--- Begin Provided text ---
It is preferably a pelletized support.
[0017] The type of catalytic metal which forms the other component
of the catalyst which is to be treated in accordance with the
present invention, is preferably a Group VIII noble metal such as
platinum, palladium, or mixtures thereof. It is generally present
at from about 0.1% to about 5%, by weight of the support,
preferably from about 0.1% to about 1%, by weight. If desired, the
Group VIII noble metal catalyst can contain other metals which are
ordinarily used with catalyst of this type. Examples of other such
other metals which can be contained in such a catalyst include tin,
titanium, germanium, rhenium, silicon, lead, phosphorus, arsenic,
antimony, bismuth, copper, silver, cobalt, or mixtures thereof.
[0018] In accordance with the present invention, the aforementioned
type of supported hydrodechlorination catalyst, which is generally
known to persons of ordinary skill in the art, is treated with a
non-elemental halide compound which is not a mineral acid. In other
words, the present invention excludes the use of chlorine or
hydrochloric acid such as shown in the aforementioned U.S. Pat. No.
5,105,032 to M. T. Holbrook et al. Examples of suitable compounds
which can be used in accordance with the present invention include
the alkaline metal halides, including ammonium halide, the alkaline
earth metal halides, and the halogenated hydrocarbons. In such
compounds, it is most preferred that the halogen atom be chlorine
so that the compounds would be selected from the alkaline metal
chlorides, including ammonium chloride, the alkaline earth metal
chlorides, and the chlorinated hydrocarbons. Generally speaking,
the treatment of the supported catalyst can take place at
temperatures ranging from about 100.degree. C. to about 500.degree.
C., preferably from about 200.degree. C. to about 400.degree. C.
for a sufficient length of time, for instance, from about five
minutes to about twenty-four hours, preferably from about thirty
minutes to about four hours in order to effect the desired degree
of enhancement in the durability of the catalyst.
--- End Provided text ---
■ Complete the following ■
A) In the passage on hydrodechlorination catalyst treatment, what is the preferred amount of Group VIII noble metal relative to the support?
B) List the general classes of compounds that the hydrodechlorination catalyst passage names as suitable for treating the catalyst.
C) Write the next few sentences of the passage on treating hydrodechlorination catalysts, picking up after its final sentence.
--- Begin Supplied information ---
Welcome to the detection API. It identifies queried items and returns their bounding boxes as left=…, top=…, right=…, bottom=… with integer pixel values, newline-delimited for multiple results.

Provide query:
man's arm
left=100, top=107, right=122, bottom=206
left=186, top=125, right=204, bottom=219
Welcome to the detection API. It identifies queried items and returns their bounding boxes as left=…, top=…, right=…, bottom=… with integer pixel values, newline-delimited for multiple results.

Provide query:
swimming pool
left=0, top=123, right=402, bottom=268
--- End Supplied information ---
--- Begin Supplied information ---
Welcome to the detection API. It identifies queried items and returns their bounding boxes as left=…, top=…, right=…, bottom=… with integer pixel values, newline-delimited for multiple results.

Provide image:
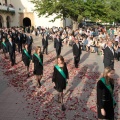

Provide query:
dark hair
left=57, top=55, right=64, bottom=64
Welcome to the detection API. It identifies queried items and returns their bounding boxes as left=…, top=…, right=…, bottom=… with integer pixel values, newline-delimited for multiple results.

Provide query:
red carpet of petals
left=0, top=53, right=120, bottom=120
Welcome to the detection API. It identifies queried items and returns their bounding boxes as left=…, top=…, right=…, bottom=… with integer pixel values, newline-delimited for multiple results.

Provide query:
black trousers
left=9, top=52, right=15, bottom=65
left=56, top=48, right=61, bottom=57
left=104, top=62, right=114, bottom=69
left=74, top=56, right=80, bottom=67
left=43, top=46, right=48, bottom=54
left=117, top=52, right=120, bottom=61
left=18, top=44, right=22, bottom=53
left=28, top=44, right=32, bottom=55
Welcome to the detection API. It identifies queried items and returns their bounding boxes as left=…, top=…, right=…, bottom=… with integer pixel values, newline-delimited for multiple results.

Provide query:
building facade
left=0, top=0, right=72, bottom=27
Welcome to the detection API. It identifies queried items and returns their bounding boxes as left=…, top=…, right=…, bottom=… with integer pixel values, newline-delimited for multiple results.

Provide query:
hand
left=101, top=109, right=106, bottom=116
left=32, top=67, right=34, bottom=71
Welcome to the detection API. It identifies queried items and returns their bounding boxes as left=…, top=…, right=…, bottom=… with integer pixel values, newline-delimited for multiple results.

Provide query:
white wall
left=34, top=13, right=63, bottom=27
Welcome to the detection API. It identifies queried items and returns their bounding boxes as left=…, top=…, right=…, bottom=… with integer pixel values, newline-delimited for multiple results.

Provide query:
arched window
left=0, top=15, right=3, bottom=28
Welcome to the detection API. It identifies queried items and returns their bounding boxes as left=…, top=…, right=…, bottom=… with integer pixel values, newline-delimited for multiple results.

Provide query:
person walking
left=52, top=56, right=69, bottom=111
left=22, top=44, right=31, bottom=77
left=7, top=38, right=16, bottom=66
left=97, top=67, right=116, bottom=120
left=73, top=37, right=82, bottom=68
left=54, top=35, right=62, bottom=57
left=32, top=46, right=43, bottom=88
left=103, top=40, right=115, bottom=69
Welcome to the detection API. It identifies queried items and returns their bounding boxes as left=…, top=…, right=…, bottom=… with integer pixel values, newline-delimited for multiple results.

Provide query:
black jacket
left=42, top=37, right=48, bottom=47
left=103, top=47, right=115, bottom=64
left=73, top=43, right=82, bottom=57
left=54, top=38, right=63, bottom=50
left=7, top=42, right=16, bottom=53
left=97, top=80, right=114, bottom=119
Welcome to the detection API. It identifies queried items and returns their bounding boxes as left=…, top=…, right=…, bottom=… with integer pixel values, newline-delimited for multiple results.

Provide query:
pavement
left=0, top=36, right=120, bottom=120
--- End Supplied information ---
■ Expected results ■
A) From about 0.1% to about 1% by weight of the support.

B)
- Alkaline metal halides, including ammonium halide
- Alkaline earth metal halides
- Halogenated hydrocarbons

C)
[0019] The previously described treatment procedure also affects
the morphology of the conventional "egg-shell"-type
hydrodechlorination catalyst (which is compared to a conventional
homogeneous distribution-type catalyst in schematic FIG. 1) in two
major ways. The first is the conversion of the metal from a +1
formal valence state to the zero valence state, as determined by
X-ray photoelectron spectroscopy. The second is a particle size
growth of the metal species so that a predominant amount of such
particles are visible under a microscope having a resolution of
about 5 .ANG. since they are predominantly in the particle size
range of from about 30 .ANG. to about 200 .ANG., preferably from
about 50 .ANG. to about 100 .ANG..
[0020] Unlike the Petrow catalyst system, which has been previously
described, the catalyst composition of the present invention is one
that is substantially sodium and sulfur free. It also has a noble
metal particle size that is larger than the approximate 15 .ANG.
size previously described.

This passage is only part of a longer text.